What to produce
The lines to print are the one containing "# point at: shoulder (one per instance)" and every line after it through the end of the entries below. Print them exactly and nothing else.
*** Block opens ***
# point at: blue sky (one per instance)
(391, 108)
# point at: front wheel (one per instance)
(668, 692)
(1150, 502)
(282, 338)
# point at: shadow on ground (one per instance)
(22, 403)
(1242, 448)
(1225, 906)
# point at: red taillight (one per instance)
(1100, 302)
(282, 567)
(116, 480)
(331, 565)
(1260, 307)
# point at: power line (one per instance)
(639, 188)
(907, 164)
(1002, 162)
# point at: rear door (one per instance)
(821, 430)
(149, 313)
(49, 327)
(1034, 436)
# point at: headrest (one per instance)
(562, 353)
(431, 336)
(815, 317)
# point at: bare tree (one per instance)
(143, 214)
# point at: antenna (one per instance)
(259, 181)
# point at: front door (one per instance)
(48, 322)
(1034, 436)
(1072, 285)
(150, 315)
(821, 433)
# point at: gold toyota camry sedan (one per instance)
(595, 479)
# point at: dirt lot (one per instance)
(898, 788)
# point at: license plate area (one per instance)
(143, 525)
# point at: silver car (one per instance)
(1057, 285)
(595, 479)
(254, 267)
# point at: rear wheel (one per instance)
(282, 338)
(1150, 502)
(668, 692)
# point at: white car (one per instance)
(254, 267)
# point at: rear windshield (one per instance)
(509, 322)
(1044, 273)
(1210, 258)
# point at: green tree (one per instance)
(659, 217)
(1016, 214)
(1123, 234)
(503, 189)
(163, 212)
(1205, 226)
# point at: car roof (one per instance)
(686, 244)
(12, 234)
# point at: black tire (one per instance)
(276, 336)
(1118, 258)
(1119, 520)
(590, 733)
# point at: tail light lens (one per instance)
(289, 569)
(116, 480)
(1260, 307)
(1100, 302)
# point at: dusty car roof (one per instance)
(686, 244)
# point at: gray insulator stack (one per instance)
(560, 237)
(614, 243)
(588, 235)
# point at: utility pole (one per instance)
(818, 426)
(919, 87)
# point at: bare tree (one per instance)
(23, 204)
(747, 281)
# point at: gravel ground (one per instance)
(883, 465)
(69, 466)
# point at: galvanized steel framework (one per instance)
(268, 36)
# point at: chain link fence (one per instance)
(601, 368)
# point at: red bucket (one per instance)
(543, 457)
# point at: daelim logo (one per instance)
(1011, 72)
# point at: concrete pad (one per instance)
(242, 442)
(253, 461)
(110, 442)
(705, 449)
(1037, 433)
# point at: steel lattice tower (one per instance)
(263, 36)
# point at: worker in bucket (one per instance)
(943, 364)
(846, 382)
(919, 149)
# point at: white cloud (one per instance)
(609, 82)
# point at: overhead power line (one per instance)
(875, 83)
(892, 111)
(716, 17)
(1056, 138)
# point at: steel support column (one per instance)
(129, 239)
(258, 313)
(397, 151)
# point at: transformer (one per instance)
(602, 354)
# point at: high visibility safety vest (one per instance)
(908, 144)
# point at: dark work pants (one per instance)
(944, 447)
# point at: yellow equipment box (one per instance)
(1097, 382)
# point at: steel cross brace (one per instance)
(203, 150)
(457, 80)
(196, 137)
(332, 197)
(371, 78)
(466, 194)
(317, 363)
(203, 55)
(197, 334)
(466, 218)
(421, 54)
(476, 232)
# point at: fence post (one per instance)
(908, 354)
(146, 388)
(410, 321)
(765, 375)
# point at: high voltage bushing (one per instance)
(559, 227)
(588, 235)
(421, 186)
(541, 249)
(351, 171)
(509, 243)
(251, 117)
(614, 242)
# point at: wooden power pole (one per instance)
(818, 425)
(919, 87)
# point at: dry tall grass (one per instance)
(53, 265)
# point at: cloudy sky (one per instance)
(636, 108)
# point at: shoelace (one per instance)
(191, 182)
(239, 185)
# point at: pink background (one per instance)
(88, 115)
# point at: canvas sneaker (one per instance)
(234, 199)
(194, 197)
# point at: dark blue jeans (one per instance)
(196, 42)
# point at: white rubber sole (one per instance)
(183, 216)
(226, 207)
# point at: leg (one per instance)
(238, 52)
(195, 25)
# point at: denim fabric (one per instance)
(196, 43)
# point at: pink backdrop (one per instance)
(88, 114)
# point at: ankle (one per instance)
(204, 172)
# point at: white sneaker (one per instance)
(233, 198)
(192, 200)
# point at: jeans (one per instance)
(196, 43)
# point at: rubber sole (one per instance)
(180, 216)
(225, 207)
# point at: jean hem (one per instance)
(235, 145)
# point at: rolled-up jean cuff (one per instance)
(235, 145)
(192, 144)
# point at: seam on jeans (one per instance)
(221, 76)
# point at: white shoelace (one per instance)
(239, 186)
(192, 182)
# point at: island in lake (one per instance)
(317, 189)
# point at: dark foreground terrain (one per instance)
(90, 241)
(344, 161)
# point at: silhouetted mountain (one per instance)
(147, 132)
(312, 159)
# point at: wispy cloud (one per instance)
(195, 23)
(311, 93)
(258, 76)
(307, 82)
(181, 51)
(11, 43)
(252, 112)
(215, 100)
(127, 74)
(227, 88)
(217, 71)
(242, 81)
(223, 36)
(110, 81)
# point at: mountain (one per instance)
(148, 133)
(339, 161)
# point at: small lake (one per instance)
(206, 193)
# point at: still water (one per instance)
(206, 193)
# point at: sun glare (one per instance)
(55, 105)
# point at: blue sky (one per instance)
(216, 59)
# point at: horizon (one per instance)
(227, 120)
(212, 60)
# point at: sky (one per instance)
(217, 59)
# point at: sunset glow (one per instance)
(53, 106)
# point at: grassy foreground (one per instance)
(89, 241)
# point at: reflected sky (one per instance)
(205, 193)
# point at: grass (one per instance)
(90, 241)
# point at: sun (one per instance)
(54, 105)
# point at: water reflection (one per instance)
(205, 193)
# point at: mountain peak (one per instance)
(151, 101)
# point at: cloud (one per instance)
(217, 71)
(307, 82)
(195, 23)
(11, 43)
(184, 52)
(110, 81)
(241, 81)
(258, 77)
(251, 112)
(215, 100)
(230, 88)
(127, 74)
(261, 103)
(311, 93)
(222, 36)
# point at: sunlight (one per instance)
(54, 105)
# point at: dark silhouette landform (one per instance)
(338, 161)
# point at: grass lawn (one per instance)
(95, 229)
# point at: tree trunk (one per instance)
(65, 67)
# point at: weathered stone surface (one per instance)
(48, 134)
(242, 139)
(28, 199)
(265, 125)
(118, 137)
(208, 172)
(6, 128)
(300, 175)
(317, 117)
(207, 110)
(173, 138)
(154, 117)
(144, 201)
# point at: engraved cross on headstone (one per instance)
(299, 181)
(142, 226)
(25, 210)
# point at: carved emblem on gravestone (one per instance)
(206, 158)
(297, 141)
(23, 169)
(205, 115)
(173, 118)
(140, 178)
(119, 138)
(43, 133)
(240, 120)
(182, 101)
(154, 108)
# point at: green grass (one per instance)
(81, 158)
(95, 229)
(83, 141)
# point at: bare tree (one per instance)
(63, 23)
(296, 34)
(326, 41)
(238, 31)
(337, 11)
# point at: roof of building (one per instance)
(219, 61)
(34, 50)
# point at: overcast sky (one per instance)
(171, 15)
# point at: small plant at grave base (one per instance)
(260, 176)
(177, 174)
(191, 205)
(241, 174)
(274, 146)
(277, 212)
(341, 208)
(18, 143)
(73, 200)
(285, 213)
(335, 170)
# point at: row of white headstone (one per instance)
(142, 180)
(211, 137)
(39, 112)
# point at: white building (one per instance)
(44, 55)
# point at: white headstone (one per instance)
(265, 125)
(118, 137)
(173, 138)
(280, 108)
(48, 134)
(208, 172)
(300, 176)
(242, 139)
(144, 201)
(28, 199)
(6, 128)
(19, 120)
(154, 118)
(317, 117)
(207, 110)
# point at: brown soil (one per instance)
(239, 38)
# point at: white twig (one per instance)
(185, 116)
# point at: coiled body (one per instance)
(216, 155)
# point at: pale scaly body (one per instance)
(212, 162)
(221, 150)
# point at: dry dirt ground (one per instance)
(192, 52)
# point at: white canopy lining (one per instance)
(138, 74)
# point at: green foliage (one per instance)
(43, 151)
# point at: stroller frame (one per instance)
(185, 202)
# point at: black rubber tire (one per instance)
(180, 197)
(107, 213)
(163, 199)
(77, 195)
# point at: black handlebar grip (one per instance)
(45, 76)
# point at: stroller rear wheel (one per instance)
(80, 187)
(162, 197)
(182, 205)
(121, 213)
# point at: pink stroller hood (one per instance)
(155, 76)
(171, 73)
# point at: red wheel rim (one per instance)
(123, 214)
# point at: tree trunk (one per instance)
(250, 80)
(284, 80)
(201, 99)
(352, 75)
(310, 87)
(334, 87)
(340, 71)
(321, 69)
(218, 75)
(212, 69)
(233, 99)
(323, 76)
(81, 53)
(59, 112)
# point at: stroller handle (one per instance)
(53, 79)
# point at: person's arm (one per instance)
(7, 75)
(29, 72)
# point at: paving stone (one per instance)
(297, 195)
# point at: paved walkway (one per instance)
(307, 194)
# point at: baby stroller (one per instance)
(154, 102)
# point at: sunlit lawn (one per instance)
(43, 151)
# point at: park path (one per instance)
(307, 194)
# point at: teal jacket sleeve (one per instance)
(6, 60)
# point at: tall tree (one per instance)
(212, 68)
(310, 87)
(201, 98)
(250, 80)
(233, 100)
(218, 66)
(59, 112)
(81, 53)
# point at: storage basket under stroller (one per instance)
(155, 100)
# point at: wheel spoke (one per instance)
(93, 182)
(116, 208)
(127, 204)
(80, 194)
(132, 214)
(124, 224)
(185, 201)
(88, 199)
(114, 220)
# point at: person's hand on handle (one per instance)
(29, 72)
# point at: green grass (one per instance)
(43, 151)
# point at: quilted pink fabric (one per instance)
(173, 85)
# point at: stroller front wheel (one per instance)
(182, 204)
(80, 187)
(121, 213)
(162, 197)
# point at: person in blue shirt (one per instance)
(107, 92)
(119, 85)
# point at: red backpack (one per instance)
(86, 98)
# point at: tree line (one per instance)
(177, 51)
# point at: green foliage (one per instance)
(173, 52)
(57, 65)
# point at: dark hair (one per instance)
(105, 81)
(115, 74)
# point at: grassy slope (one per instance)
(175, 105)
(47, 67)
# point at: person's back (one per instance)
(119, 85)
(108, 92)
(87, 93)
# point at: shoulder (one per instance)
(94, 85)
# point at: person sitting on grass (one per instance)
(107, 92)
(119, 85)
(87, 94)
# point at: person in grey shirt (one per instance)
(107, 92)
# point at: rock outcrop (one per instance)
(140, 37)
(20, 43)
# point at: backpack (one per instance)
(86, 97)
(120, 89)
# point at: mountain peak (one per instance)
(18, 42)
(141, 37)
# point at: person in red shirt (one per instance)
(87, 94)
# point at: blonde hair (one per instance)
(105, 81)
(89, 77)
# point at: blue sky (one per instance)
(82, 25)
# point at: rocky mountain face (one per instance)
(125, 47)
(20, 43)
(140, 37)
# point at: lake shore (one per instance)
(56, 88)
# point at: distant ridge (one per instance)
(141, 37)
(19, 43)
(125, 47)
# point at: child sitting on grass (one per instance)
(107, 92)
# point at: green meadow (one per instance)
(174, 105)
*** Block closes ***
Written response
# point at: shoulder (one per instance)
(94, 85)
# point at: person sitting on grass (one per instance)
(107, 92)
(119, 85)
(87, 94)
# point at: person in grey shirt (one per instance)
(107, 92)
# point at: rock outcrop (one per instance)
(140, 37)
(20, 43)
# point at: backpack (one per instance)
(86, 97)
(120, 89)
# point at: mountain peak (one per instance)
(18, 42)
(141, 37)
# point at: person in red shirt (one per instance)
(87, 94)
# point at: blonde hair (one per instance)
(105, 81)
(89, 77)
# point at: blue sky (one per instance)
(82, 25)
# point at: rocky mountain face (one per instance)
(125, 47)
(20, 43)
(140, 37)
# point at: lake shore (one per instance)
(56, 88)
# point at: distant ridge (one per instance)
(141, 37)
(19, 43)
(125, 47)
# point at: child sitting on grass (one per instance)
(107, 92)
# point at: green meadow (one per instance)
(174, 105)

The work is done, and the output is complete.